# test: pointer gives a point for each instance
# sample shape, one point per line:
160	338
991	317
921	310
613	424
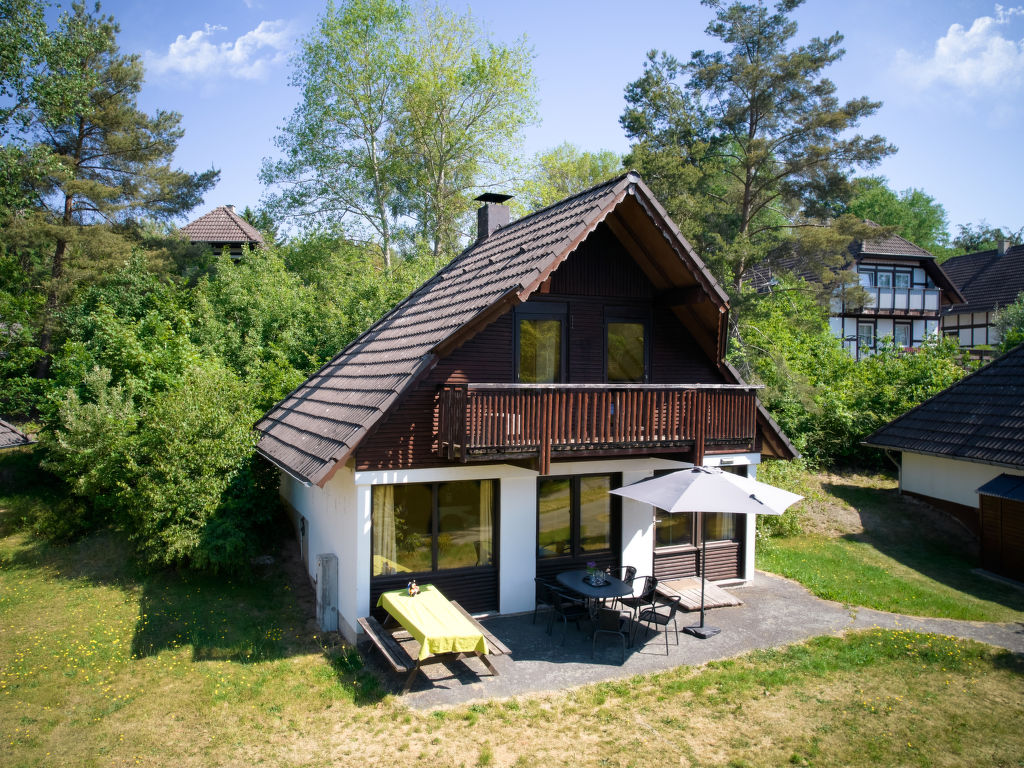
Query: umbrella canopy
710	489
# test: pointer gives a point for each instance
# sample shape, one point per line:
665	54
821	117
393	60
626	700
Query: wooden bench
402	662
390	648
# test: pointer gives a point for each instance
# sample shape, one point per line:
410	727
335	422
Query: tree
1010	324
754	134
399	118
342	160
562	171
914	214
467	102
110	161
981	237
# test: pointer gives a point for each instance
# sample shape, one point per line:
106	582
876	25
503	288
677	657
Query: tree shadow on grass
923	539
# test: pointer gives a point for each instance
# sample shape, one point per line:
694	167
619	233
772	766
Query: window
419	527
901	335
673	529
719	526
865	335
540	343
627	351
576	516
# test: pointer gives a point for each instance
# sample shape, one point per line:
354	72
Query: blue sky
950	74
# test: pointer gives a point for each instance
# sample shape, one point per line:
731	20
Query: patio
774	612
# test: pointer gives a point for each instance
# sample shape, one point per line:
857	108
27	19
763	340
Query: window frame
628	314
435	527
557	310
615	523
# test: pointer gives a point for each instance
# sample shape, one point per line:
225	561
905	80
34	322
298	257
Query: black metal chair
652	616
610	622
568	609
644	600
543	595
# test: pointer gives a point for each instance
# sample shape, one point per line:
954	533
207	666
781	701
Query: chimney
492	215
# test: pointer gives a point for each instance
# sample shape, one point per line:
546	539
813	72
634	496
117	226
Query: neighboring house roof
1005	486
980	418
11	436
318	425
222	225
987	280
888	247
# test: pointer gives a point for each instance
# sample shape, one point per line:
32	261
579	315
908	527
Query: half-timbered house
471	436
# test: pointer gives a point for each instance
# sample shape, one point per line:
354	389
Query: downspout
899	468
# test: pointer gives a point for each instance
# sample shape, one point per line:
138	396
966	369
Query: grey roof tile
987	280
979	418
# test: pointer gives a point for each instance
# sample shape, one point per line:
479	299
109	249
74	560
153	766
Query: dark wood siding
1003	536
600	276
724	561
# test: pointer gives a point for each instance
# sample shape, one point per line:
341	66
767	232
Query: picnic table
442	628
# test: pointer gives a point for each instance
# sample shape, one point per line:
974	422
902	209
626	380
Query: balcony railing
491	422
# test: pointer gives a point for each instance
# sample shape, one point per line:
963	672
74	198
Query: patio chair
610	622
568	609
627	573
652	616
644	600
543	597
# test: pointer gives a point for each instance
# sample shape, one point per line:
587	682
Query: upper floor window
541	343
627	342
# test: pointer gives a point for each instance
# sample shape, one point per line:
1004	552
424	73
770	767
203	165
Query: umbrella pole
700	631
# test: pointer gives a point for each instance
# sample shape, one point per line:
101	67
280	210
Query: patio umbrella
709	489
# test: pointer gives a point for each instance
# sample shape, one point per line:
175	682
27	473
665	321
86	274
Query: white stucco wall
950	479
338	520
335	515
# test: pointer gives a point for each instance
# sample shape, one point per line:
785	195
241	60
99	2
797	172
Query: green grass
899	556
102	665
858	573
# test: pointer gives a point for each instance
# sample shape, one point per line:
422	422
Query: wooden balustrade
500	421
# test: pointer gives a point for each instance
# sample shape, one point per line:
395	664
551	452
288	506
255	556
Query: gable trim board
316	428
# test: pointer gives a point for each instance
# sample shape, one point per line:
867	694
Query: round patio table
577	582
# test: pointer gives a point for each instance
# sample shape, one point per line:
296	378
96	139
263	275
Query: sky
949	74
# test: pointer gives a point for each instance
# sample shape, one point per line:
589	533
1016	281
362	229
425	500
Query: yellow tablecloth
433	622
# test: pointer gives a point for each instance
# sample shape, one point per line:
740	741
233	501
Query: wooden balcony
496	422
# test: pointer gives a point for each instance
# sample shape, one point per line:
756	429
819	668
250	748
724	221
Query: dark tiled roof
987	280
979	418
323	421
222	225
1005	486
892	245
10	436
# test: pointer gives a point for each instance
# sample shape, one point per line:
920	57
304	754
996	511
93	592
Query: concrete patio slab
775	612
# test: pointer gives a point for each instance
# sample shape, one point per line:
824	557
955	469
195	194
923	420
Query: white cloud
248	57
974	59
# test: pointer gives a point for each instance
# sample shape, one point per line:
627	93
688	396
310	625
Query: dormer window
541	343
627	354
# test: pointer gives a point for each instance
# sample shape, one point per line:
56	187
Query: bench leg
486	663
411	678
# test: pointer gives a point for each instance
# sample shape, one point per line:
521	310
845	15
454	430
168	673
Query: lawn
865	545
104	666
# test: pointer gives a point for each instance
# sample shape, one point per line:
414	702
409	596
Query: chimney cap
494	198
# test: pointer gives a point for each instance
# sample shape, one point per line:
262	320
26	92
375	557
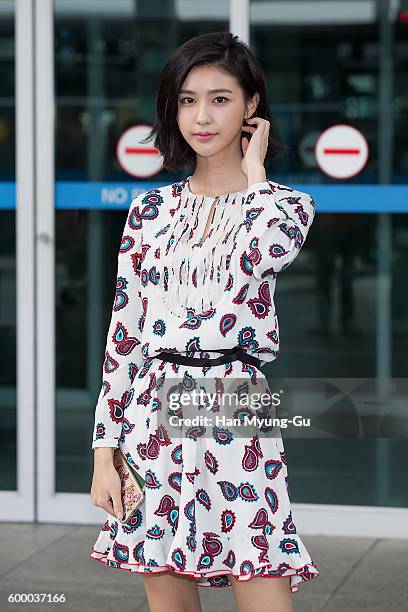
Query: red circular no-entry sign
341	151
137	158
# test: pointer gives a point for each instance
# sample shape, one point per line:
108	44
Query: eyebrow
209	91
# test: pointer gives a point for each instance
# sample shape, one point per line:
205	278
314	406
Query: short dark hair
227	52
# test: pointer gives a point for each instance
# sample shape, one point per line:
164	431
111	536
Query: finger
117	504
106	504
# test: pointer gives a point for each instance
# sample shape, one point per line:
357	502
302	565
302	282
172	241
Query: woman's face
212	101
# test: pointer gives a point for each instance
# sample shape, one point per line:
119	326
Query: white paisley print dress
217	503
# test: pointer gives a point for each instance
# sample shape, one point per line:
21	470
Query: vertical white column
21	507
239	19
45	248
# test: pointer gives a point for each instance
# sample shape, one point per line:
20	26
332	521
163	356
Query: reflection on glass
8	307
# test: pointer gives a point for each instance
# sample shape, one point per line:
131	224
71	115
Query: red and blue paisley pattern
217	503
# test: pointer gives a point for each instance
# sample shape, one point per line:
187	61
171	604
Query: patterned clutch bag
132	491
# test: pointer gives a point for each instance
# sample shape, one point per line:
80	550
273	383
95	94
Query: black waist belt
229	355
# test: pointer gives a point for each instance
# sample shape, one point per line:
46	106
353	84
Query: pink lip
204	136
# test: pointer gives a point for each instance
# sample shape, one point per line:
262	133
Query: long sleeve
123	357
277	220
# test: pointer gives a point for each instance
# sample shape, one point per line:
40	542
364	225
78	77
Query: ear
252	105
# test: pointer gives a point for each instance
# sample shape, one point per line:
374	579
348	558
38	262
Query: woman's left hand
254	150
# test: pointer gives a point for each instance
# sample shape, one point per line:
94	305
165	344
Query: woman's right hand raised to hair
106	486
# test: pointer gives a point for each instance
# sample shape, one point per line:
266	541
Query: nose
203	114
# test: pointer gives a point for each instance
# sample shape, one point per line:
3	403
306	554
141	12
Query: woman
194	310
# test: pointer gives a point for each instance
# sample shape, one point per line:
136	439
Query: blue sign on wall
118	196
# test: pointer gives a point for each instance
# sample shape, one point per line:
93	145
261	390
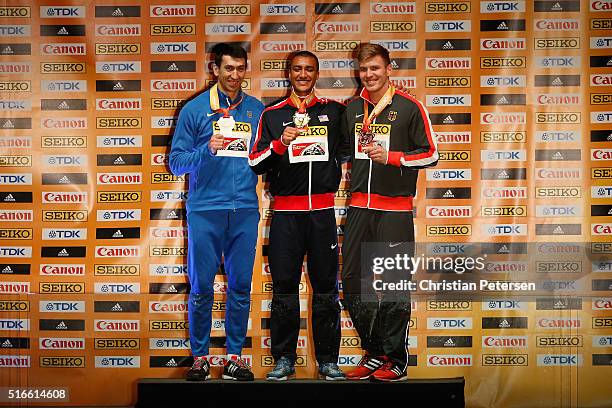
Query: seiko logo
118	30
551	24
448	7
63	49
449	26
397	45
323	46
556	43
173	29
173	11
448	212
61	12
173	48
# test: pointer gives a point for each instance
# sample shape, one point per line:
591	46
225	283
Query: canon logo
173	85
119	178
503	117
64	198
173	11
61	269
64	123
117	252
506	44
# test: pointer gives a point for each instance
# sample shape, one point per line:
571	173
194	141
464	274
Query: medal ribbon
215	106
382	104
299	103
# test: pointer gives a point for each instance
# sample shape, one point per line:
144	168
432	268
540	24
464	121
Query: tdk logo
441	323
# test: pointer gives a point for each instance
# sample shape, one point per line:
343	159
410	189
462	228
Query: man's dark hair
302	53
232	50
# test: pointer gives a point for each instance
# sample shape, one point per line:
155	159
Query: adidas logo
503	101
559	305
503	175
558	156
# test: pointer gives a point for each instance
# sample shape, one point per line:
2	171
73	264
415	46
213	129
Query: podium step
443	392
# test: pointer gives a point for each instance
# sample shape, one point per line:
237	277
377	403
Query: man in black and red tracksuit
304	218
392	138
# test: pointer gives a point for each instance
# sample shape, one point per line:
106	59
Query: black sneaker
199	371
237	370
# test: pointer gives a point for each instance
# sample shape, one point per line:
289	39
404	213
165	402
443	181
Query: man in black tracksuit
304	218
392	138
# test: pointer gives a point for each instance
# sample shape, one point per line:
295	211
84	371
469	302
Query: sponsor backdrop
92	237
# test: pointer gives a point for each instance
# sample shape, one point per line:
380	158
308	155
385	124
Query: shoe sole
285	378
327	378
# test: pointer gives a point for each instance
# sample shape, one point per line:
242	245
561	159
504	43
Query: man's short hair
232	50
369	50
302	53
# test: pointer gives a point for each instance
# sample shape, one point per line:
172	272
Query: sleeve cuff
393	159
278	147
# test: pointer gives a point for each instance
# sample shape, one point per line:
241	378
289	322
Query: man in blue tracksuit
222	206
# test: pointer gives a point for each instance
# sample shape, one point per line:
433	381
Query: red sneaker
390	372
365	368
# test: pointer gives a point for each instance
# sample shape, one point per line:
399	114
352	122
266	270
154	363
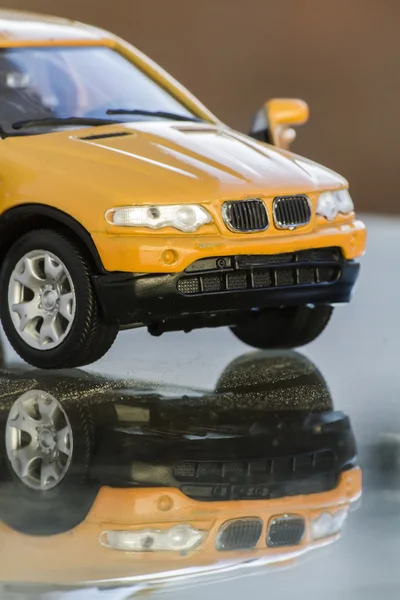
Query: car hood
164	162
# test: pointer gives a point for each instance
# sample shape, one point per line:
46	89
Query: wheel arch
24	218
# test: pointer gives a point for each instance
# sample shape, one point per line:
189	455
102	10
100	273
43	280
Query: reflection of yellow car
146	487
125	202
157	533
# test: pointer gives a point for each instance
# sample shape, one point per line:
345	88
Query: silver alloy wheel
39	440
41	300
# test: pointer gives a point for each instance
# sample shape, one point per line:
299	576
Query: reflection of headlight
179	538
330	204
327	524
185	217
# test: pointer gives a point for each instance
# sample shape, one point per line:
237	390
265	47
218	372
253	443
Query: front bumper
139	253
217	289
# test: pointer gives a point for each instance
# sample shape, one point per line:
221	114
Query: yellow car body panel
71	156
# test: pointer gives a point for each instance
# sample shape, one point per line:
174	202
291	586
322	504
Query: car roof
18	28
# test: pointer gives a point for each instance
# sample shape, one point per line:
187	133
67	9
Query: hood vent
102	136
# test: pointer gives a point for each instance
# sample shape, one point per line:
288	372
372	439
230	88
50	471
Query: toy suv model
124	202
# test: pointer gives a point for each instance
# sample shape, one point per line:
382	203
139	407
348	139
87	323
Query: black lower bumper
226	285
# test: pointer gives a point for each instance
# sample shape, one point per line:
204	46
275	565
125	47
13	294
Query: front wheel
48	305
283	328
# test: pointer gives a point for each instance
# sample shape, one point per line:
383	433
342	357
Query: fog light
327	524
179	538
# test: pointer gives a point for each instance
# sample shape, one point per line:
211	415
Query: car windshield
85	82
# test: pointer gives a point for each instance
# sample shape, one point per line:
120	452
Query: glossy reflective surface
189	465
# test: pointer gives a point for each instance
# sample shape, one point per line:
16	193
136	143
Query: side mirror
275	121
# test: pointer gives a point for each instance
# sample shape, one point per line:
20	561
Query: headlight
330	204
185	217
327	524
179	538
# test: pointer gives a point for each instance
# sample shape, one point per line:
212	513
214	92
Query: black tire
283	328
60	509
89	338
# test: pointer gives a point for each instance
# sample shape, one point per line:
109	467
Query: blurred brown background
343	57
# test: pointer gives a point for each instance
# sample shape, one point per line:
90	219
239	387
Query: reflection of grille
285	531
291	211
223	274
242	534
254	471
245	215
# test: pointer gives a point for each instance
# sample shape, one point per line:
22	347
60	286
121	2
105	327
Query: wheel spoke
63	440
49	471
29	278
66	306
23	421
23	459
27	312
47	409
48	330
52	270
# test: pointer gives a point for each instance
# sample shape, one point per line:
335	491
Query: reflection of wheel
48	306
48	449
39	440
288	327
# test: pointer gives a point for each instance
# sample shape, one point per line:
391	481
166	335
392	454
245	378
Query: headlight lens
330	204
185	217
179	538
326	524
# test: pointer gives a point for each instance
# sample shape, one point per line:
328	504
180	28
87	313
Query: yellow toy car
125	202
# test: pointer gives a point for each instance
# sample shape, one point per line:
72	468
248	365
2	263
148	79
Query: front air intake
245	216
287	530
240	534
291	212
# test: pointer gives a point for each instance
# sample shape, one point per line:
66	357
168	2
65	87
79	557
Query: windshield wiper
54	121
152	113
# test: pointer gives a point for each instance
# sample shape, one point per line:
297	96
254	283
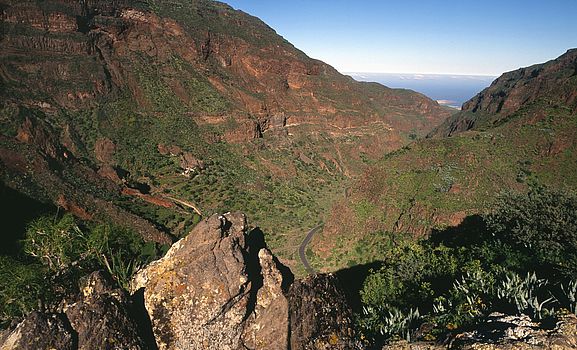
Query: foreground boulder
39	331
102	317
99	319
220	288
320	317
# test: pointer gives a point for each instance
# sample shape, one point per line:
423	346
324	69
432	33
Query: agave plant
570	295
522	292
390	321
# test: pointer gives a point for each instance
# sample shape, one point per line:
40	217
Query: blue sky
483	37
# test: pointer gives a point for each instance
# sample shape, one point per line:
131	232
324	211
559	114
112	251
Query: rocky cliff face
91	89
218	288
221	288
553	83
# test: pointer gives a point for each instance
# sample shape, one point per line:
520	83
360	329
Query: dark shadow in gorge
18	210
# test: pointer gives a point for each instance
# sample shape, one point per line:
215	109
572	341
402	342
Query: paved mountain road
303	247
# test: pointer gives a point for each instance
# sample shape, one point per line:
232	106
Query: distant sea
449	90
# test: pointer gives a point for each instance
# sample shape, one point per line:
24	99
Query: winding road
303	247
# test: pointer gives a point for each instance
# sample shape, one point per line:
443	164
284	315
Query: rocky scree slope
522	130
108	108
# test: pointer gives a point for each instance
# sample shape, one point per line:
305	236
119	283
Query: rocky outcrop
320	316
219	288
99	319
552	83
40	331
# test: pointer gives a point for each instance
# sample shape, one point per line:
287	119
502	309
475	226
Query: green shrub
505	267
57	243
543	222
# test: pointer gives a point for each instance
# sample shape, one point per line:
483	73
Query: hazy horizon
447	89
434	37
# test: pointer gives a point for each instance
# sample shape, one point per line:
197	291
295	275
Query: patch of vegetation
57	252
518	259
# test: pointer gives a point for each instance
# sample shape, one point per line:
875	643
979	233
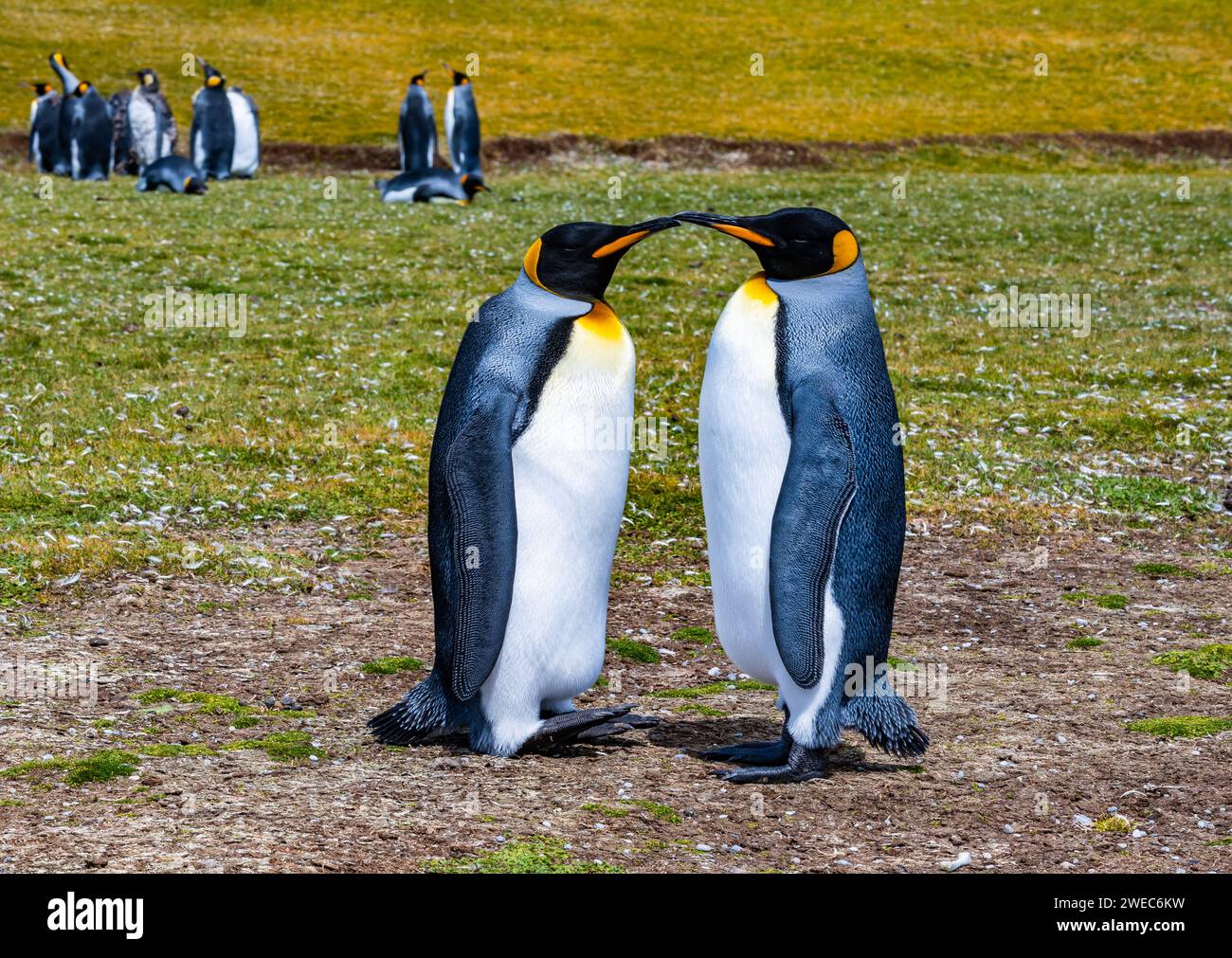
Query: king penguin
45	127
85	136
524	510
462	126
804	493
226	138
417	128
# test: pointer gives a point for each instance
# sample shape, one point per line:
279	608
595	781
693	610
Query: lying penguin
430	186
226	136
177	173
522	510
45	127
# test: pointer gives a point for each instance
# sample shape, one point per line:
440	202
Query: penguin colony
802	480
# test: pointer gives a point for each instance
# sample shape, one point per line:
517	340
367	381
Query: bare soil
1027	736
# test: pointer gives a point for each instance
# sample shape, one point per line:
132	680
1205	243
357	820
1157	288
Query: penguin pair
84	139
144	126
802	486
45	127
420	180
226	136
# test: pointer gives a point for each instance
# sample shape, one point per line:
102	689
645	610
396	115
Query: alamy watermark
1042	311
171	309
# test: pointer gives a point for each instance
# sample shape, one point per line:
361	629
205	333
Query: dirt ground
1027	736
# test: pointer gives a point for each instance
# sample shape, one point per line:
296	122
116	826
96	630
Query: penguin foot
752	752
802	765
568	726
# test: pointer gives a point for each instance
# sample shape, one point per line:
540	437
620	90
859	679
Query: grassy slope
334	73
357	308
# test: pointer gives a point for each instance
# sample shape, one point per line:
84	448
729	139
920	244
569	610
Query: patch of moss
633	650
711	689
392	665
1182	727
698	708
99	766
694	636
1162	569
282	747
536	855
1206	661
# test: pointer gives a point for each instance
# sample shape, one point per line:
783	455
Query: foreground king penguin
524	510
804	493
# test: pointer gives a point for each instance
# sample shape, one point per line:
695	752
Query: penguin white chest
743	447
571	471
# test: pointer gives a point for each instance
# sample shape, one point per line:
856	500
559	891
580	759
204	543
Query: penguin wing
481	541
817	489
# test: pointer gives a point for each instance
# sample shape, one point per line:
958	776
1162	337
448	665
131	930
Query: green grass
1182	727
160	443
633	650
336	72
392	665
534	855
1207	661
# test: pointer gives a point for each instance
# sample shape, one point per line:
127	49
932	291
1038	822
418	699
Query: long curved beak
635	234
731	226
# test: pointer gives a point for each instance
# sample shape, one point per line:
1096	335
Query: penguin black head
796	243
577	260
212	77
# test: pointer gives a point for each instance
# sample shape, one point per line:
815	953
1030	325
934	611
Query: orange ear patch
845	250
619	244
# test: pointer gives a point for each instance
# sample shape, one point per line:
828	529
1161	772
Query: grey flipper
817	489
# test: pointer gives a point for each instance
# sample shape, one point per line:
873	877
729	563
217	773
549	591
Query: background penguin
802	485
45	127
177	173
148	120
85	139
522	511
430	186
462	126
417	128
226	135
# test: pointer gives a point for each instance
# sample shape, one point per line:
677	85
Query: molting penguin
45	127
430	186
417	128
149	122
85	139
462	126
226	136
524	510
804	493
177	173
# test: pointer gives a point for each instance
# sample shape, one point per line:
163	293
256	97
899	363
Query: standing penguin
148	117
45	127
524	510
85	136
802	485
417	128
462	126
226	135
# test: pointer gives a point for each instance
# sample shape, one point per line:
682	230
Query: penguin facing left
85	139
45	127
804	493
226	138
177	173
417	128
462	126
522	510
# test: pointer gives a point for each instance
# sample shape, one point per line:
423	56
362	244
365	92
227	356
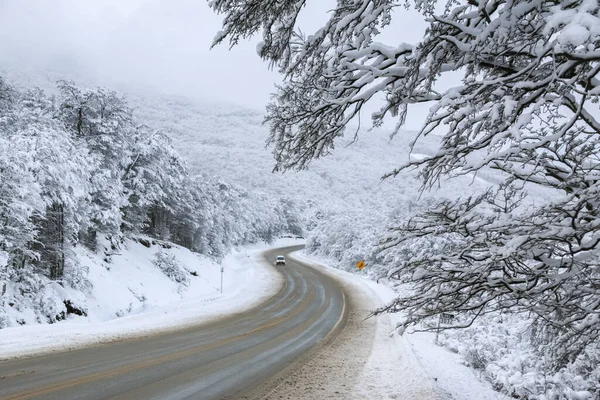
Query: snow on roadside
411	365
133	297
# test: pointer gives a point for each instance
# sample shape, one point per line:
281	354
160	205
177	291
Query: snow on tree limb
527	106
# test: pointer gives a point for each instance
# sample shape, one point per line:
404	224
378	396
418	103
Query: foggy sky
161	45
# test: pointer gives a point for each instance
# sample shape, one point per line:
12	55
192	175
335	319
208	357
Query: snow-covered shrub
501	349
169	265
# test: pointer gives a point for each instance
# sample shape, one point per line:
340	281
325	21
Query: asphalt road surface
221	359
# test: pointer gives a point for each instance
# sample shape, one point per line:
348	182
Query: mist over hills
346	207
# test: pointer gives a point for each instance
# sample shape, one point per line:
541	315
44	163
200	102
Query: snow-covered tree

▶ [Stated problem]:
List each line from the listing above that contains the word "covered", copying every such line in full.

▶ [Right answer]:
Query: snow-covered shrub
Query: snow-covered tree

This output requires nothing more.